------ Selected passage ------
Lewis looked forward to Rousseau’s continued guidance in the 2012-13 school year, as a coach or consultant to the school. This did not happen.
“It was as if she never existed,” Lewis said. “The extended learning model has disappeared.”
At a Crenshaw community meeting December 11, parents and students vented their anger at the district for abruptly halting the promising program after just one year and imposing “transformation” on the school—all without consulting teachers, parents, students, or community members.
“Magnets are not going to solve the whole problem,” said Crenshaw tenth-grader Tanness Walker. “The teachers here connect with their students. If they don’t get their jobs back, we’ll have to start all over with new teachers.”
Lewis agreed. “I have put a lot of my own time and money into making myself a better teacher,” she said. “I took out student loans so that I could get better content knowledge in math.
“My fear is that the teachers who will come in will only give the kids the minimum and not really expect much of these kids.”
Crenshaw graduate Irvin Alvarado said he was the product of his teachers’ belief.
“If it wasn’t for those teachers, I wouldn’t be in college today,” Alvarado said. “All that the teachers did, they did by the skin of their teeth. They did it with the barest of resources.”
Superintendent Deasy did not attend the meeting. District leaders stood impassively behind bookshelves as the new principal tried to explain to frustrated parents why their school was going to be radically altered.
King warned the magnet conversion would create “enormous distrust.”
“You cannot build on a sand bed,” he said. “You have to build on a rock. You have to build on the strength of the community, on what the community already knows.”
Resisting Top-Down Restructuring
The hopeful news is that the Crenshaw community is fighting back. Parent leaders are systematically organizing more parents into the movement. They’re holding house meetings, gathering petition signatures, and sending representatives to larger meetings with teachers, students, community members, black clergy, and more.
Students are organizing independently, through student government and the groups Taking Action and the Coalition for Educational Justice. Recent alumni are assisting the organizing efforts via social media.
A coalition of community organizations has held a series of town halls and helped parents and students focus their plan of action. And Crenshaw’s teachers and staff are backing them up by bringing union leaders and rank-and-file members into the battle—turning out supporters for meetings, writing articles on teacher email lists, and developing a plan to support Crenshaw in the coming year.
“All of our union brothers and sisters should stand behind us, because if they can do that at Crenshaw, they can do that anywhere,” Lewis said. “You cannot transform a school without the teachers.”
UTLA is pushing the district school board to formally support Crenshaw’s Extended Learning Cultural Model and to stop the restructuring.
The activists are also questioning the legality of Deasy’s restructuring by meeting with regulators.
Crenshaw has a strong ally in nearby Dorsey High, another majority-African- American school, which has been facing the threat of reconstitution itself for over a year. While the Dorsey community won’t know the district’s plans for their school until early in 2013, they’re standing side by side with Crenshaw and will fight together for true reform in public education—whether that fight is just for Crenshaw or for both schools.
When Deasy visited the school in November, Lewis said, he called the teacher organizing “very divisive.” That may have been wishful thinking on Deasy’s part. The truth is, the organizing is bringing people together—and that bodes well for Crenshaw’s future.
Joseph Zeccola is an English and drama teacher in the Los Angeles school district. He is also a member of UTLA’s board of directors and of PEAC: Progressive Educators for Action, a rank-and-file caucus within UTLA.
------
Tasks to complete –
[1] List every person named in the Crenshaw article, giving each name as the article gives it.
[2] Answer these questions from the Crenshaw article.
(a) On what date was the Crenshaw community meeting held?
(b) In what subject did Lewis take out student loans to gain better content knowledge?
(c) When will the Dorsey community learn the district's plans for its school?
[3] Reproduce the passage of the Crenshaw article between "A coalition of" and "the coming year.", inclusive.
------ Given records ------
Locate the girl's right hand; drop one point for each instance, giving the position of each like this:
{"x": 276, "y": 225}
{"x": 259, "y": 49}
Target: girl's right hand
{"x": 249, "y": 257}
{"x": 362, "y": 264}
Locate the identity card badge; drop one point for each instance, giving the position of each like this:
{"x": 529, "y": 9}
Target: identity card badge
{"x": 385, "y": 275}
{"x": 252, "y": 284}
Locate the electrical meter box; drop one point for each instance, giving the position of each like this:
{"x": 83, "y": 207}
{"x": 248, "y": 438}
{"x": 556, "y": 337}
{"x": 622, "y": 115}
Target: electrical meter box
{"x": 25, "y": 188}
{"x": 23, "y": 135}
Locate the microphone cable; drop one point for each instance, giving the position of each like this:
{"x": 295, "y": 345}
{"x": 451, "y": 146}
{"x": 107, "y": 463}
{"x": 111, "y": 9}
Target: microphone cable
------
Numbered responses –
[1]
Lewis
Rousseau
Tanness Walker
Irvin Alvarado
Deasy
King
Joseph Zeccola

[2]
(a) December 11
(b) Math
(c) Early in 2013

[3]
A coalition of community organizations has held a series of town halls and helped parents and students focus their plan of action. And Crenshaw’s teachers and staff are backing them up by bringing union leaders and rank-and-file members into the battle—turning out supporters for meetings, writing articles on teacher email lists, and developing a plan to support Crenshaw in the coming year.